Words and textboxes made amazing

These details have not been verified by PyPI

Project links

Project description

WordMaze

Words and textboxes made amazing.

About

WordMaze is a standardized format for text extracted from documents.

When designing OCR engines, developers have to decide how to give their clients the list of extracted textboxes, including their position in the page, the text they contain and the confidence associated with that extraction.

Many patterns arise in the wild, for instance:

(x1, x2, y1, y2, text, confidence) # a flat tuple
((x1, y1), (x2, y2), text, confidence) # nested tuples
{'x1': x1, 'x2': x2, 'y1': y1, 'y2': y2, 'text': text, 'confidence': confidence} # a dict
{'x': x1, 'y': y1, 'w': width, 'h': height, 'text': text, 'conf': confidence} # another dict
... # and many others

With WordMaze, textboxes are defined using a unified interface:

from wordmaze import TextBox

textbox = TextBox(
	x1=x1,
	x2=x2,
	y1=y1,
	y2=y2,
	text=text,
	confidence=confidence
)
# or
textbox = TextBox(
	x1=x,
	width=w,
	y1=y,
	height=h,
	text=text,
	confidence=conf
)

Usage

Perhaps the best example of usage is pdfmap.PDFMaze, the first application of WordMaze in a public repository.

The exact expected behaviour of every piece of code in WordMaze can be checked out at the tests folder.
........
* _Actions to take_
A: Repeat the WordMaze project description word for word from "Perhaps the best" up to and including "the tests folder.".
B: Write what comes next in the WordMaze project description, starting right after its last sentence.

* _Given information_
........
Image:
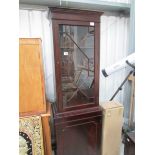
........
* _Answers in order_
A:
Perhaps the best example of usage is pdfmap.PDFMaze, the first application of WordMaze in a public repository.

The exact expected behaviour of every piece of code in WordMaze can be checked out at the tests folder.

B:
There are three main groups of objects defined in WordMaze:

Textboxes

`Box`es

The first and most fundamental (data)class is the Box, which contains only positional information of a textbox inside a document's page:

from wordmaze import Box

box1 = Box(x1=3, x2=14, y1=15, y2=92) # using coordinates
box2 = Box(x1=3, width=11, y1=15, height=77) # using coordinates and sizes
box3 = Box(x1=3, x2=14, y2=92, height=77) # mixing everything

We enforce x1<=x2 and y1<=y2 (if x1>x2, for instance, their values are automatically swapped upon initialization). Whether (y1, y2) means (top, bottom) or (bottom, top) depends on the context.

Boxes have some interesting attributes to facilitate further calculation using them:

from wordmaze import Box

box = Box(x1=1, x2=3, y1=10, y2=22)
# coordinates:
print(box.x1) # 1
print(box.x2) # 3
print(box.y1) # 10
print(box.y2) # 22
# sizes:
print(box.height) # 12 
print(box.width) # 2
# midpoints:
print(box.xmid) # 2
print(box.ymid) # 16

`Textbox`es

To include textual information in a textbox, use a TextBox:

from wordmaze import TextBox

textbox = TextBox(
	# Box arguments:
	x1=3,
	x2=14,
	y1=15,
	height=77,
	# textual content:
	text='Dr. White.',
	# confidence with which this text was extracted:
	confidence=0.85 # 85% confidence
)

Note that TextBoxes inherit from Boxes, so you can inspect .x1, .width and so on as shown previously. Moreover, you have two more properties:

# textbox from the previous example
print(textbox.text) # Dr. White.
print(textbox.confidence) # 0.85

`PageTextBox`es

If you also wish to include the page number from which your textbox was extracted, you can use a PageTextBox:

from wordmaze import PageTextBox

textbox = PageTextBox(
	# TextBox arguments:
	x1=2,
	x2=10,
	y1=5,
	height=20,
	text='Sichermann and Sichelero and the same person!',
	confidence=0.6,
	# page info:
	page=3 # this textbox was extracted from the 4th page of the document
)
print(textbox.page) # 3

Note that page counting starts from 0 as is common in Python, so that page #3 is the 4th page of the document.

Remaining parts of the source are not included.